Extract Block Start
The front of the closed and abandoned Patrick County hospital
The hospital in Patrick County, as seen in spring 2022. Photo courtesy of Addison Merryman.

A Tennessee-based health care company has acquired Patrick County’s long-vacant hospital property, with plans to reopen the facility as a full-service hospital with an emergency department. 

The purchase by Braden Health follows years of repeated delays and unmet assurances made by the previous owner, Foresight Health. Foresight, which bought the property in 2022, had pledged to reopen the facility, but these plans never materialized. Eventually, all efforts to complete the project stopped following embezzlement charges against the company’s CEO.

Braden Health formed in 2008 as a consulting company and in 2020 started acquiring rural hospitals that were on the brink of closure or, in some cases, had already closed, said Kyle Kopec, the company’s chief operating office.

Over the last four years, the company has reopened about 180 critical-access hospitals across the country, he said, but the Patrick County hospital will be the company’s first project in Virginia. 

“We’re super excited to get the hospital open and bring a proven model with several profitable examples to this area of Virginia and get services going as quickly as we can,” Kopec said. 

In 2022, Del. Wren Williams, R-Patrick County, sponsored a bill in the General Assembly that maintained the former hospital’s license as a critical-access hospital. The bill passed with unanimous support and was signed by Gov. Glenn Youngkin. The license is still valid, Williams said. 

Braden Health representatives said the company plans to reopen the hospital in Stuart with the same designation, which means it will have an emergency department, a key feature that residents have clamored for for years. 

The license will allow for a hospital with 25 acute beds, CT and X-ray capabilities, a surgery center and emergency room services. 

Patrick County residents are cautiously optimistic about the prospect of the hospital reopening, Williams said. He encouraged constituents to avoid being pessimistic about the new company. 

“I know what their plans are and what their strategy is with the federal government and the incentives that rural hospitals have already had but also are starting to receive from the federal government,” Williams said. 

Williams has fought to reopen the hospital over the last few years, and he worked closely with the previous owner of the 10-acre property, Foresight Health.

Shortly after Foresight purchased the site in 2022, representatives from Braden Health contacted Williams, hoping to get involved in the project. 

“We were always working on opportunities to see if we could transition from Foresight over to Braden Health because Foresight’s project wasn’t coming to fruition, so we were trying to figure out a way to make that happen,” Williams said. 

Foresight wasn’t interested in partnering with or transitioning the work to Braden Health, Williams and Kopec said. 

Foresight officials initially said the company would renovate the property and reopen it as an emergency department, but after multiple missed deadlines, they said that the service would be too expensive to operate in the rural community.
Extract Block End
→ Set of tasks
(a) Quote the part of the article on the Patrick County hospital that opens with the words containing "The front of" and closes with "the company’s CEO.".
(b) For each statement, say whether it agrees with the article on the Patrick County hospital, answering yes or no and quoting the article's deciding words. (i) Foresight Health bought the property in 2022. (ii) The Patrick County hospital will be Braden Health's first project in Virginia. (iii) The license will allow for a hospital with 50 acute beds.
The records that follow are taken from a separate source.
Excerpted records Block Start
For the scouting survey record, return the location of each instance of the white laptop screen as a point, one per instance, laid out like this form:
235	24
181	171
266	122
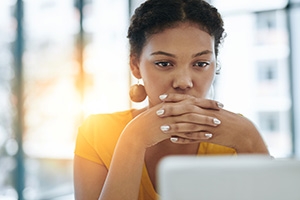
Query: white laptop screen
Excerpted records Block End
→ Results for each task
(a)
The front of the closed and abandoned Patrick County hospital
The hospital in Patrick County, as seen in spring 2022. Photo courtesy of Addison Merryman.

A Tennessee-based health care company has acquired Patrick County’s long-vacant hospital property, with plans to reopen the facility as a full-service hospital with an emergency department. 

The purchase by Braden Health follows years of repeated delays and unmet assurances made by the previous owner, Foresight Health. Foresight, which bought the property in 2022, had pledged to reopen the facility, but these plans never materialized. Eventually, all efforts to complete the project stopped following embezzlement charges against the company’s CEO.

(b)
(i) Yes: "Foresight, which bought the property in 2022"
(ii) Yes: "the Patrick County hospital will be the company’s first project in Virginia"
(iii) No: "The license will allow for a hospital with 25 acute beds"